The task: Reproduce every one of the lines below word for word, leaving out the pictures.
════════════════
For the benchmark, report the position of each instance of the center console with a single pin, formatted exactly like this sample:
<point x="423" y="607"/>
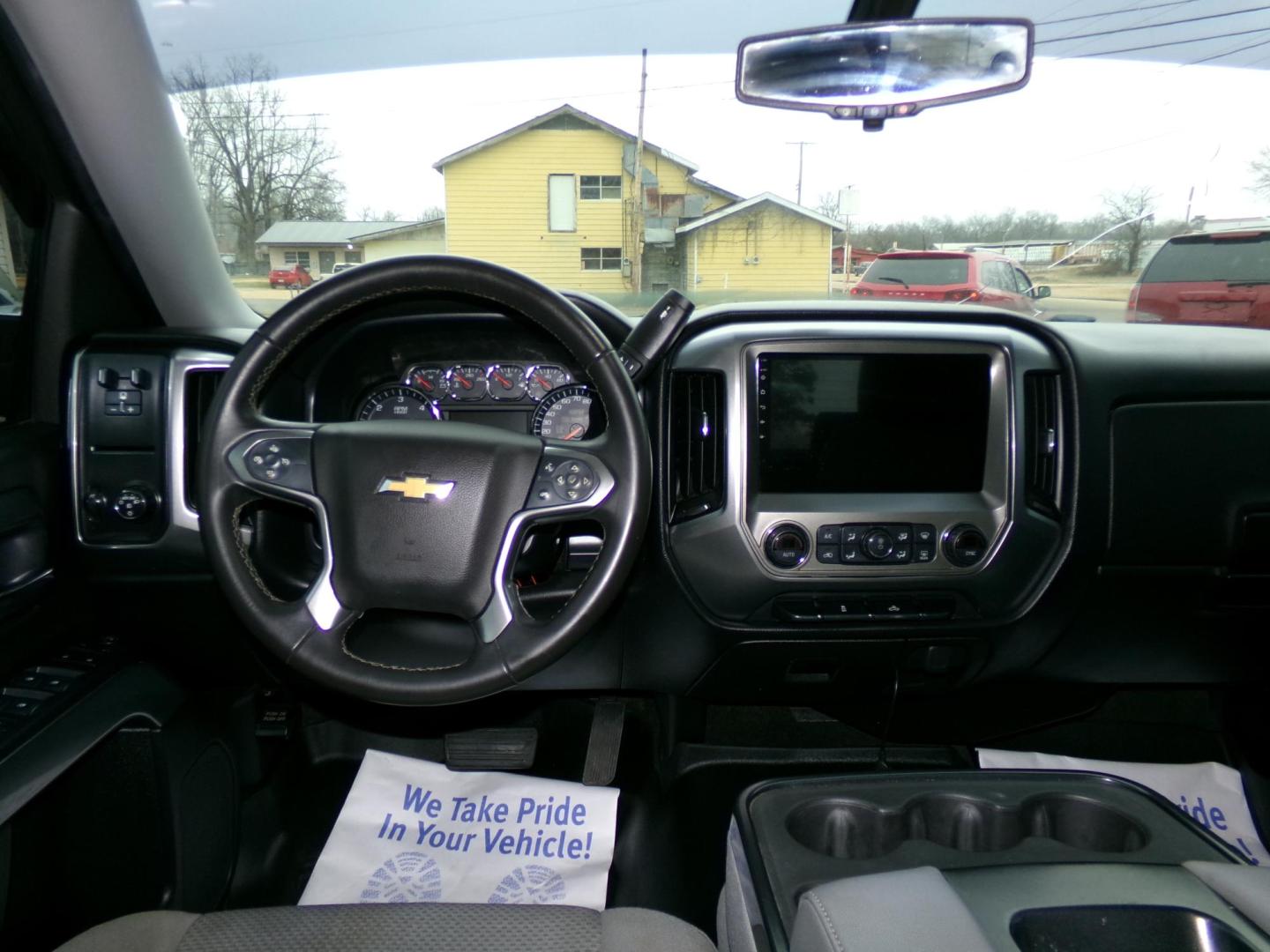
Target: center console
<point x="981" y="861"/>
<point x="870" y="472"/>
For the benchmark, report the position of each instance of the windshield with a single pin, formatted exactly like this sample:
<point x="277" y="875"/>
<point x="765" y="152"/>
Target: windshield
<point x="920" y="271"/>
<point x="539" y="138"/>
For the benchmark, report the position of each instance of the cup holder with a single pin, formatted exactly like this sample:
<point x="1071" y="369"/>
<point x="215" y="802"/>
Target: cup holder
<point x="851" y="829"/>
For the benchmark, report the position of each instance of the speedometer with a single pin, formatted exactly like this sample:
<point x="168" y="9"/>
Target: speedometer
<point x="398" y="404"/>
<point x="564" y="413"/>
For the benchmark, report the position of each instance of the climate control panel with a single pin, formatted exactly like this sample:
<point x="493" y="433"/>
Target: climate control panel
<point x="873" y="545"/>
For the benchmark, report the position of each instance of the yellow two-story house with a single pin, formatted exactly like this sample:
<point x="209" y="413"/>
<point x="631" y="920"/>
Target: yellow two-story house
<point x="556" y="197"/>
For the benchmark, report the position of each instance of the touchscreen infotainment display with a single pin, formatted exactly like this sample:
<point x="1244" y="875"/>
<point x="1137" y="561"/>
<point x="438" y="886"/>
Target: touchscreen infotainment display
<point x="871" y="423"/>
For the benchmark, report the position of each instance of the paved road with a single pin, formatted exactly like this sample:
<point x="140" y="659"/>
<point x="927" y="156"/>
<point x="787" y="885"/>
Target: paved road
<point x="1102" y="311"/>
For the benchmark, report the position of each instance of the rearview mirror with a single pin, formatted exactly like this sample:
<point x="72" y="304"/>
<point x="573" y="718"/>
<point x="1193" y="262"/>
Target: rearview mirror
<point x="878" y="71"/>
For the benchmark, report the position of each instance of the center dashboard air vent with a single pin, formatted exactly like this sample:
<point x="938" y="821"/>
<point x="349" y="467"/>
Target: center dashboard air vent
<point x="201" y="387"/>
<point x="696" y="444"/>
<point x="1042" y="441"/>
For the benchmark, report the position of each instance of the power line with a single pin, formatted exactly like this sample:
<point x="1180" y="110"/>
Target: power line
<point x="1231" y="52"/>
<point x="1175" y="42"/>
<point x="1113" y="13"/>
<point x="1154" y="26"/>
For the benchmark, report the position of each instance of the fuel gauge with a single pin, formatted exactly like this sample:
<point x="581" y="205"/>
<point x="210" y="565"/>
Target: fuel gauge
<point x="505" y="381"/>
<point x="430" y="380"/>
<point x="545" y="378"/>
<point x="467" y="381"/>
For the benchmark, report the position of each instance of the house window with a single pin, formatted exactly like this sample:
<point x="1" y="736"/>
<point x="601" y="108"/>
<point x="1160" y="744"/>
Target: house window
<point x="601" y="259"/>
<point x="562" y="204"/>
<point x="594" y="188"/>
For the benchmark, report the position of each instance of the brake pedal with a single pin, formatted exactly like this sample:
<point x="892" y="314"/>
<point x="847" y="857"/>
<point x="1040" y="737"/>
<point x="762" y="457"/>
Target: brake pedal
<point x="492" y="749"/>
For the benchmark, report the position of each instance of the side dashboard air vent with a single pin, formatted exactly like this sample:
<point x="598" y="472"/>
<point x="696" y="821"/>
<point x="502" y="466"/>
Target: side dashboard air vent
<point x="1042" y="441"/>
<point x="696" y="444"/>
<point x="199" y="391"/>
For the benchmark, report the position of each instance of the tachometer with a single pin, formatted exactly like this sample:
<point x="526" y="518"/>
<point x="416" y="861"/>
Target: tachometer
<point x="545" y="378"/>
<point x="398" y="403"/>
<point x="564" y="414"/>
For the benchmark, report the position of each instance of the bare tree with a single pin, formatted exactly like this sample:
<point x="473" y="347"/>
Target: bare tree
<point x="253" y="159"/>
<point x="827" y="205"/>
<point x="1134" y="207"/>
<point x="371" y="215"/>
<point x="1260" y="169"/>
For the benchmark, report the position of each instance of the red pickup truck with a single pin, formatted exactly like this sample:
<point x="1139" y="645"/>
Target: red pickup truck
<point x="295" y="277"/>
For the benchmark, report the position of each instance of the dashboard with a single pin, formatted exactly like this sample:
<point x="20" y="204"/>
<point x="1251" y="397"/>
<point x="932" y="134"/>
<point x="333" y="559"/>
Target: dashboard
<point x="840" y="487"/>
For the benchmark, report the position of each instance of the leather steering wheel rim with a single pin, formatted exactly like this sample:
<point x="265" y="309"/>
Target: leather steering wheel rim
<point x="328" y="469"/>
════════════════
Written reply:
For the benchmark, report the position of each instance of the center console with a single pin, formatted exactly like this sample:
<point x="423" y="607"/>
Target: center console
<point x="981" y="861"/>
<point x="870" y="472"/>
For the benchmark, report the position of each instance of the windshield with a single pin, formatted exactly like this sample:
<point x="277" y="875"/>
<point x="765" y="152"/>
Target: windshield
<point x="920" y="271"/>
<point x="539" y="138"/>
For the benchmark, report the position of each instance of the cup holder with a single pin, formatted exactly like this sample:
<point x="1071" y="369"/>
<point x="215" y="802"/>
Target: cup holder
<point x="851" y="829"/>
For the benchmark, report the position of each instance of the speedometer with a single pin, formatted exactly like this sample:
<point x="168" y="9"/>
Target: speedometer
<point x="398" y="404"/>
<point x="564" y="413"/>
For the benchmark, report the position of each instance of the climate control panel with a single pin, formatted exactly like this sample:
<point x="493" y="433"/>
Target: climate control panel
<point x="873" y="545"/>
For the benchmark, report the position of each instance of the yellow two-story house with a single pin, formatted exactly like this sample:
<point x="209" y="413"/>
<point x="631" y="920"/>
Target: yellow two-story house
<point x="556" y="197"/>
For the benchmark, report the position of each instance of the touchscreen infotainment display with a single pin, formatted exactly like this sample:
<point x="1244" y="875"/>
<point x="1137" y="561"/>
<point x="438" y="886"/>
Target: touchscreen infotainment display
<point x="871" y="423"/>
For the benchmark, report the position of each instance of the paved road with a single pin, formatted exactly like this sample:
<point x="140" y="659"/>
<point x="927" y="156"/>
<point x="787" y="885"/>
Target: paved road
<point x="1102" y="311"/>
For the benchmark, report the position of each instance of the rearview mirror with a single pin, formatted exactly like this sample:
<point x="72" y="304"/>
<point x="573" y="718"/>
<point x="1193" y="262"/>
Target: rearview mirror
<point x="878" y="71"/>
For the benchmark, report the position of each instance of the center dashboard air vent with a single pin, formatted exactly like this sample:
<point x="938" y="821"/>
<point x="349" y="467"/>
Target: center dashboard air vent
<point x="201" y="387"/>
<point x="696" y="444"/>
<point x="1042" y="441"/>
For the benchmark, report the position of each instance of the power line with a single pin, formatted exactly like this sample:
<point x="1180" y="110"/>
Target: power line
<point x="1231" y="52"/>
<point x="1175" y="42"/>
<point x="1113" y="13"/>
<point x="1154" y="26"/>
For the benchmark, report the position of each instance of the fuel gauge with a single pin, formatted exactly like this sample:
<point x="581" y="205"/>
<point x="210" y="565"/>
Target: fuel gauge
<point x="505" y="381"/>
<point x="430" y="380"/>
<point x="545" y="378"/>
<point x="467" y="381"/>
For the benchmark, report the position of each instance of the house window with a single pin, formatted exactly like this sample:
<point x="1" y="736"/>
<point x="601" y="108"/>
<point x="1160" y="744"/>
Target: house window
<point x="601" y="259"/>
<point x="562" y="204"/>
<point x="594" y="188"/>
For the benchmark, report the position of each instance of the brake pedal with a single pin, formatted exactly like this sample:
<point x="892" y="314"/>
<point x="847" y="857"/>
<point x="1040" y="737"/>
<point x="762" y="457"/>
Target: brake pedal
<point x="492" y="749"/>
For the benchmark, report the position of each instance of the side dashboard air vent with a single pin, formatted exactly like this sample:
<point x="598" y="472"/>
<point x="696" y="821"/>
<point x="502" y="466"/>
Target: side dashboard air vent
<point x="1042" y="441"/>
<point x="696" y="444"/>
<point x="199" y="391"/>
For the benchmark, report the position of each instance of the tachometer with a single pin, formatted exactly like this sample:
<point x="526" y="518"/>
<point x="416" y="861"/>
Target: tachometer
<point x="545" y="378"/>
<point x="398" y="403"/>
<point x="564" y="414"/>
For the benchmark, report the position of each instance of the bare tree with a single pin, formatted exactly like this sample:
<point x="473" y="347"/>
Target: bare tree
<point x="253" y="159"/>
<point x="827" y="205"/>
<point x="1134" y="207"/>
<point x="371" y="215"/>
<point x="1260" y="169"/>
For the benchmark, report the position of each instance of the red pickup truck with a single pin, formatted exactly like this sample:
<point x="1139" y="645"/>
Target: red pickup truck
<point x="295" y="277"/>
For the benchmark, report the position of each instance of the dashboard with a single pin, formatted exactly like this sample:
<point x="20" y="204"/>
<point x="1251" y="397"/>
<point x="932" y="134"/>
<point x="333" y="559"/>
Target: dashboard
<point x="840" y="487"/>
For the benchmark, report the position of each instance of the leather steering wheel rim with a single pin, formatted exactly like this sample:
<point x="265" y="309"/>
Target: leather steering wheel rim
<point x="328" y="469"/>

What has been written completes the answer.